DATASET EXCERPTS
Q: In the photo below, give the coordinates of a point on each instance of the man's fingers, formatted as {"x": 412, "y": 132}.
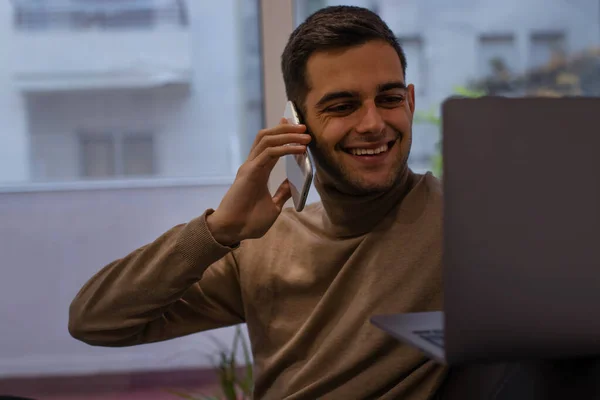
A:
{"x": 268, "y": 158}
{"x": 278, "y": 130}
{"x": 283, "y": 194}
{"x": 279, "y": 140}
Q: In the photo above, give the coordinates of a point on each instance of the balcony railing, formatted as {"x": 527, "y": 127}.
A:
{"x": 99, "y": 15}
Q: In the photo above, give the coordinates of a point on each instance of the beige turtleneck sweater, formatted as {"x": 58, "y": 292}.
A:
{"x": 306, "y": 291}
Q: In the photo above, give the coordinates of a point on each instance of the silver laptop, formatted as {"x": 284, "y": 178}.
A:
{"x": 521, "y": 234}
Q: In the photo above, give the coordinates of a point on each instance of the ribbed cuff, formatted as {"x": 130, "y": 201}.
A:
{"x": 197, "y": 245}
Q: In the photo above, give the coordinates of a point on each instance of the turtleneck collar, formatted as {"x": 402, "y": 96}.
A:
{"x": 348, "y": 215}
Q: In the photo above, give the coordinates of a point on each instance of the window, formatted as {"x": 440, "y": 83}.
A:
{"x": 112, "y": 155}
{"x": 98, "y": 14}
{"x": 498, "y": 55}
{"x": 189, "y": 72}
{"x": 416, "y": 73}
{"x": 545, "y": 46}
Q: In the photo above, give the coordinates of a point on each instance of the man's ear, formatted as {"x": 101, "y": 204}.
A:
{"x": 410, "y": 93}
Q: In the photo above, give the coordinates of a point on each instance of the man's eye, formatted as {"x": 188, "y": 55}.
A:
{"x": 341, "y": 108}
{"x": 391, "y": 100}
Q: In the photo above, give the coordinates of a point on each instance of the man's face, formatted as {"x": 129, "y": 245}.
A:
{"x": 360, "y": 112}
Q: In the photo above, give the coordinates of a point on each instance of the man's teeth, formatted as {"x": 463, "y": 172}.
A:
{"x": 361, "y": 152}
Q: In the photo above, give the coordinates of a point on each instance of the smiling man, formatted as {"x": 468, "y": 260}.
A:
{"x": 305, "y": 283}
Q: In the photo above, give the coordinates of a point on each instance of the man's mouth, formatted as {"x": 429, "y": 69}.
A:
{"x": 370, "y": 151}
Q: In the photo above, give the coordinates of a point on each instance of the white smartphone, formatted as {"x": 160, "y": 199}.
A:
{"x": 299, "y": 168}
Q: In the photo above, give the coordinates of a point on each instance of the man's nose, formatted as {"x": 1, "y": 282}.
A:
{"x": 371, "y": 119}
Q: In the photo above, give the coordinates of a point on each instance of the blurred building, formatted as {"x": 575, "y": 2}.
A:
{"x": 98, "y": 89}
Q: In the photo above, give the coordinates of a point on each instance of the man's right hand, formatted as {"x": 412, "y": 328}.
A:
{"x": 248, "y": 210}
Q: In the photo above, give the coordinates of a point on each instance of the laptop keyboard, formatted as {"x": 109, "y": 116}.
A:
{"x": 433, "y": 336}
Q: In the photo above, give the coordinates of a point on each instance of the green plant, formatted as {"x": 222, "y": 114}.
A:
{"x": 236, "y": 382}
{"x": 432, "y": 116}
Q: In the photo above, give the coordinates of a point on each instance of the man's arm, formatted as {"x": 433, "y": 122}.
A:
{"x": 187, "y": 280}
{"x": 183, "y": 282}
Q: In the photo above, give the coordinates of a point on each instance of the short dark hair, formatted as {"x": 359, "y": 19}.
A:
{"x": 330, "y": 28}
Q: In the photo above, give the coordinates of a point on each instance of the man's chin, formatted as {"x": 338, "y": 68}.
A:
{"x": 366, "y": 185}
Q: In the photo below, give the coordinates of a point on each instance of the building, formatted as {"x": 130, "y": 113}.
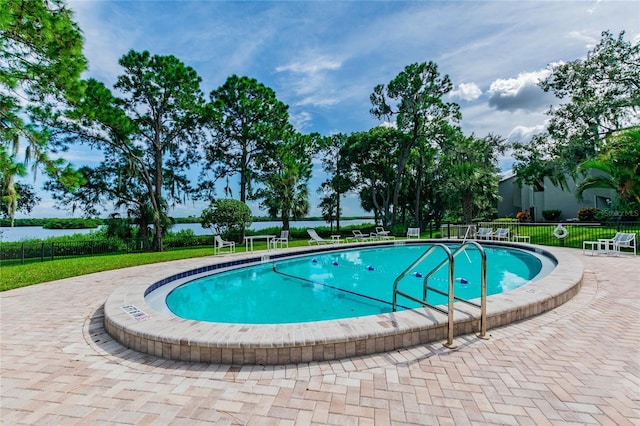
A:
{"x": 526, "y": 198}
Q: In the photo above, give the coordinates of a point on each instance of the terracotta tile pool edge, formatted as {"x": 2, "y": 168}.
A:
{"x": 174, "y": 338}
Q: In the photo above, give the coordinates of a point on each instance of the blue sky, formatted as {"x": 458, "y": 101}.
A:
{"x": 323, "y": 58}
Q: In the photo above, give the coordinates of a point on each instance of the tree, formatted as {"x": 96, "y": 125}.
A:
{"x": 329, "y": 206}
{"x": 41, "y": 62}
{"x": 620, "y": 167}
{"x": 602, "y": 94}
{"x": 414, "y": 97}
{"x": 373, "y": 160}
{"x": 25, "y": 200}
{"x": 149, "y": 136}
{"x": 247, "y": 121}
{"x": 337, "y": 183}
{"x": 470, "y": 166}
{"x": 285, "y": 177}
{"x": 226, "y": 215}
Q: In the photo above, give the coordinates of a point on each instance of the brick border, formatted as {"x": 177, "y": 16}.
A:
{"x": 175, "y": 338}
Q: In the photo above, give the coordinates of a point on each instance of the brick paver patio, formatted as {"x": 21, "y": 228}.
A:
{"x": 578, "y": 364}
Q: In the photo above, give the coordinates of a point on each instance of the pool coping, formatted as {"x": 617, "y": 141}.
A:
{"x": 136, "y": 325}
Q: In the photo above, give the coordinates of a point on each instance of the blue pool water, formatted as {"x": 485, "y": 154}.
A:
{"x": 343, "y": 284}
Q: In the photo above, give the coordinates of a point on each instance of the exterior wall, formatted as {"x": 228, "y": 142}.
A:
{"x": 515, "y": 199}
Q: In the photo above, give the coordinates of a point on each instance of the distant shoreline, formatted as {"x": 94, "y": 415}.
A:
{"x": 79, "y": 223}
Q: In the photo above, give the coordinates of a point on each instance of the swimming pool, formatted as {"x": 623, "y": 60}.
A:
{"x": 135, "y": 322}
{"x": 342, "y": 284}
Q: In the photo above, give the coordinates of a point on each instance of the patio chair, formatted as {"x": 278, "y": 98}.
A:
{"x": 315, "y": 238}
{"x": 382, "y": 234}
{"x": 220, "y": 245}
{"x": 501, "y": 234}
{"x": 619, "y": 241}
{"x": 283, "y": 240}
{"x": 484, "y": 234}
{"x": 413, "y": 232}
{"x": 359, "y": 236}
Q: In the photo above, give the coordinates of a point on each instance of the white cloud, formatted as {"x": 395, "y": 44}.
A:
{"x": 300, "y": 120}
{"x": 467, "y": 92}
{"x": 521, "y": 92}
{"x": 310, "y": 67}
{"x": 588, "y": 40}
{"x": 524, "y": 133}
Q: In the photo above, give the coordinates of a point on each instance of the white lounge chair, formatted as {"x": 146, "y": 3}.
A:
{"x": 483, "y": 234}
{"x": 315, "y": 238}
{"x": 359, "y": 236}
{"x": 501, "y": 234}
{"x": 619, "y": 241}
{"x": 283, "y": 240}
{"x": 413, "y": 232}
{"x": 220, "y": 245}
{"x": 382, "y": 234}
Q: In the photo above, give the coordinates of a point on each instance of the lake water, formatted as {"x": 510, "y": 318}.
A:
{"x": 20, "y": 233}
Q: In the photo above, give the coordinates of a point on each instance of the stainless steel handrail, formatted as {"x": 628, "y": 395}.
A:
{"x": 449, "y": 312}
{"x": 483, "y": 285}
{"x": 450, "y": 296}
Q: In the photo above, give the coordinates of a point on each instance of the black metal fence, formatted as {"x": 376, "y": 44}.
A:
{"x": 27, "y": 252}
{"x": 543, "y": 233}
{"x": 535, "y": 233}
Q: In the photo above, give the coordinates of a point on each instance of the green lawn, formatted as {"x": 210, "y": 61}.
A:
{"x": 15, "y": 276}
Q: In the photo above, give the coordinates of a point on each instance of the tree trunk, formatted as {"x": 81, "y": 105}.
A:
{"x": 157, "y": 216}
{"x": 467, "y": 207}
{"x": 337, "y": 213}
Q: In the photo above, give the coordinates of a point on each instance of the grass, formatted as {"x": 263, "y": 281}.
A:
{"x": 16, "y": 276}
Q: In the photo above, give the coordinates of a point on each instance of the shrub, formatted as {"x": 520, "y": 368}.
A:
{"x": 588, "y": 214}
{"x": 551, "y": 215}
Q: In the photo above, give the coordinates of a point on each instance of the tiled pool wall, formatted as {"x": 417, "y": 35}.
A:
{"x": 167, "y": 336}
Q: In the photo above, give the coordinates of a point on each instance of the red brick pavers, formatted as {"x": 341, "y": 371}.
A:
{"x": 577, "y": 364}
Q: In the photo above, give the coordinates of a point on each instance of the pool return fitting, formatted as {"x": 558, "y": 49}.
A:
{"x": 450, "y": 257}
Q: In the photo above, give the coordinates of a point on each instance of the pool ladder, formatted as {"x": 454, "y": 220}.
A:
{"x": 450, "y": 294}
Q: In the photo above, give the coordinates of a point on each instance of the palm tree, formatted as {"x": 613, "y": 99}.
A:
{"x": 619, "y": 168}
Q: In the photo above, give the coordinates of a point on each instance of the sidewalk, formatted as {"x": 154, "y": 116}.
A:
{"x": 577, "y": 364}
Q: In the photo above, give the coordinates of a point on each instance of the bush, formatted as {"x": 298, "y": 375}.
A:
{"x": 588, "y": 214}
{"x": 551, "y": 215}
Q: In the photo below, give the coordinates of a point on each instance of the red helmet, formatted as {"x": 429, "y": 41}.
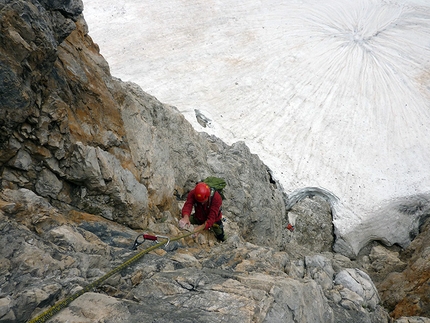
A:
{"x": 202, "y": 192}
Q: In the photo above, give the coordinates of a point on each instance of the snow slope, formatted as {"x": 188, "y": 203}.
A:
{"x": 330, "y": 94}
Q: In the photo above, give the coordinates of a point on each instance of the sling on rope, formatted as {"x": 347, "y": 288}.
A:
{"x": 64, "y": 303}
{"x": 144, "y": 236}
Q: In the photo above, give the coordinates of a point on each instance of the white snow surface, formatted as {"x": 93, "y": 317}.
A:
{"x": 331, "y": 94}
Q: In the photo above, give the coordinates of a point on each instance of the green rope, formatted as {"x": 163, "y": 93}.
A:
{"x": 64, "y": 303}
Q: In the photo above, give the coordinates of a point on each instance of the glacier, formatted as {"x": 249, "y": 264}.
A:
{"x": 334, "y": 96}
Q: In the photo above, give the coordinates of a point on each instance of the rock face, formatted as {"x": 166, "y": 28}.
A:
{"x": 87, "y": 162}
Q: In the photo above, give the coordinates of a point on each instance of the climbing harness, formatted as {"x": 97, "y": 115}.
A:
{"x": 64, "y": 303}
{"x": 290, "y": 227}
{"x": 142, "y": 237}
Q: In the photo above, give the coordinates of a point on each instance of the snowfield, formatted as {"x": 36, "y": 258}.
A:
{"x": 330, "y": 94}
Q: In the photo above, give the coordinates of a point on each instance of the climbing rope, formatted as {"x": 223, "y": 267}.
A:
{"x": 64, "y": 303}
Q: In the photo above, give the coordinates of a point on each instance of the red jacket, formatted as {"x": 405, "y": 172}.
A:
{"x": 203, "y": 212}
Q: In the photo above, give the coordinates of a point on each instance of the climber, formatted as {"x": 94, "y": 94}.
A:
{"x": 207, "y": 214}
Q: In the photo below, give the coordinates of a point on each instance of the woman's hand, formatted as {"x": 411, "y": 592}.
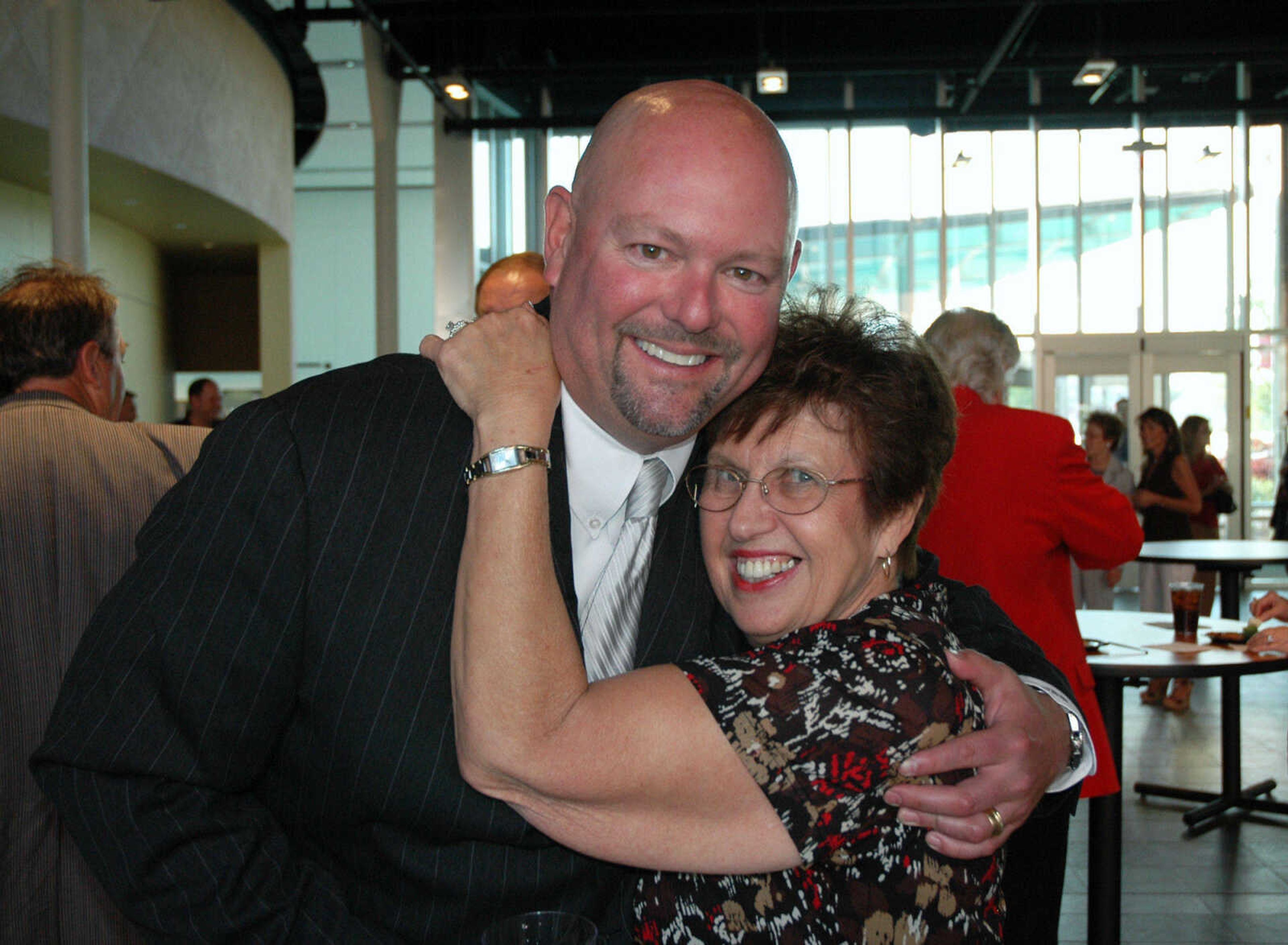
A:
{"x": 1267, "y": 641}
{"x": 1271, "y": 608}
{"x": 501, "y": 373}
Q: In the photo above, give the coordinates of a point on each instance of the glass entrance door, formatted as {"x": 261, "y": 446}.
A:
{"x": 1208, "y": 382}
{"x": 1185, "y": 374}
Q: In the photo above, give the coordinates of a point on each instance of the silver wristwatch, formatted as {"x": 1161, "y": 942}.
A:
{"x": 504, "y": 460}
{"x": 1077, "y": 741}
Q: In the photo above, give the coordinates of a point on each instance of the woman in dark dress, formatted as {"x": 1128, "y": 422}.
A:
{"x": 1167, "y": 496}
{"x": 754, "y": 783}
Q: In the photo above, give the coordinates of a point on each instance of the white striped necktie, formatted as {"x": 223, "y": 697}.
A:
{"x": 610, "y": 622}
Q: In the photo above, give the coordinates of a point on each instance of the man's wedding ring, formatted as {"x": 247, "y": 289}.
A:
{"x": 995, "y": 818}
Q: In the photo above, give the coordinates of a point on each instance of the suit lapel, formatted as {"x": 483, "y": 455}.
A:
{"x": 561, "y": 527}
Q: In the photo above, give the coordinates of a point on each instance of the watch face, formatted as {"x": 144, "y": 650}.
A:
{"x": 1076, "y": 742}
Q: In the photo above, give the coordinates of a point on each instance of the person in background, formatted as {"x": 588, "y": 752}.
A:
{"x": 1094, "y": 589}
{"x": 75, "y": 488}
{"x": 205, "y": 405}
{"x": 1019, "y": 501}
{"x": 512, "y": 281}
{"x": 1210, "y": 477}
{"x": 1167, "y": 496}
{"x": 129, "y": 410}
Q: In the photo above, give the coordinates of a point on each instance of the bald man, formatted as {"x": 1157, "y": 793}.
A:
{"x": 512, "y": 281}
{"x": 262, "y": 713}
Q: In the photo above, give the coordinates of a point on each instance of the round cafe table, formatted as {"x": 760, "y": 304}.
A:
{"x": 1231, "y": 558}
{"x": 1139, "y": 646}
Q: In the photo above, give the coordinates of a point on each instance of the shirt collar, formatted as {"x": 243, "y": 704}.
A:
{"x": 602, "y": 472}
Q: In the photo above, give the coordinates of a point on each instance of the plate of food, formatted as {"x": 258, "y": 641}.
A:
{"x": 1222, "y": 636}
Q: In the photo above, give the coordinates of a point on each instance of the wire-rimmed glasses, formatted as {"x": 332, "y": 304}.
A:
{"x": 789, "y": 490}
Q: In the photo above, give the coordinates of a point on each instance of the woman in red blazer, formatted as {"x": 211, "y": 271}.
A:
{"x": 1019, "y": 501}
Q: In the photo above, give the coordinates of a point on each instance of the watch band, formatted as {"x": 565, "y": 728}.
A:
{"x": 1077, "y": 741}
{"x": 504, "y": 460}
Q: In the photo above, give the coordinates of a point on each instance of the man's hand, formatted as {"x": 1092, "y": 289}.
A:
{"x": 500, "y": 370}
{"x": 1023, "y": 750}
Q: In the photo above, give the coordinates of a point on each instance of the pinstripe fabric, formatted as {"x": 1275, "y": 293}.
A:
{"x": 74, "y": 492}
{"x": 256, "y": 737}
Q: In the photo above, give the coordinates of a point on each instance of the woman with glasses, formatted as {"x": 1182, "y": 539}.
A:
{"x": 753, "y": 783}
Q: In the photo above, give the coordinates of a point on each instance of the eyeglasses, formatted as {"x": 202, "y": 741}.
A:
{"x": 788, "y": 490}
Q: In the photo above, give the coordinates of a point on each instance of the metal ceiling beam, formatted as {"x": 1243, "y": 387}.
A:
{"x": 382, "y": 26}
{"x": 1004, "y": 49}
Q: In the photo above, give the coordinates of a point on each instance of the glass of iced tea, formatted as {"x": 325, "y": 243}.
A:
{"x": 1185, "y": 609}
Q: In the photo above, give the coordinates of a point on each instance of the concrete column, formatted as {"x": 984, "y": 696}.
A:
{"x": 384, "y": 93}
{"x": 276, "y": 348}
{"x": 69, "y": 133}
{"x": 454, "y": 224}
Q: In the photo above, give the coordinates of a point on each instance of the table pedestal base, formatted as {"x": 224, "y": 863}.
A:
{"x": 1215, "y": 805}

EXERCISE DETAILS
Your task is to write out the lines from the one with "the man's hand, formatted" through the end of the records, exactly and with nothing added.

RESULT FOR THIS TASK
Q: In the photo above, give the coordinates of a point on each instance of the man's hand, formatted as {"x": 1092, "y": 289}.
A:
{"x": 500, "y": 370}
{"x": 1023, "y": 750}
Q: In the photo above, give the coordinates of a point on each instance of the pinstripe fabric, formatted as {"x": 1275, "y": 293}.
A:
{"x": 74, "y": 492}
{"x": 256, "y": 737}
Q: In the photo above, give the coordinates of a point on each instance of the woman with glasses, formatted as {"x": 1182, "y": 539}.
A:
{"x": 753, "y": 783}
Q: In the photo above, give the coordinates of a point on each instance of the eyeglasses, formatted as {"x": 202, "y": 741}.
A:
{"x": 788, "y": 490}
Q: In the photo above, give the coordinates of a point on each instance of the metal ceiling beam, formatted as {"x": 1243, "y": 387}.
A:
{"x": 382, "y": 26}
{"x": 1004, "y": 49}
Q: In the photo above, give the coordinates of a point on each instance of the glass of iced tea, formatted as {"x": 325, "y": 243}.
A:
{"x": 1185, "y": 609}
Q: In the photo above, give the coordinates of a point on each instance of the concrete column, formatted as {"x": 984, "y": 696}.
A:
{"x": 384, "y": 93}
{"x": 276, "y": 348}
{"x": 69, "y": 133}
{"x": 454, "y": 224}
Q: In the photo above, give the coordinates of a point on each instance of the table pedestal base, formatted as {"x": 224, "y": 863}.
A:
{"x": 1215, "y": 805}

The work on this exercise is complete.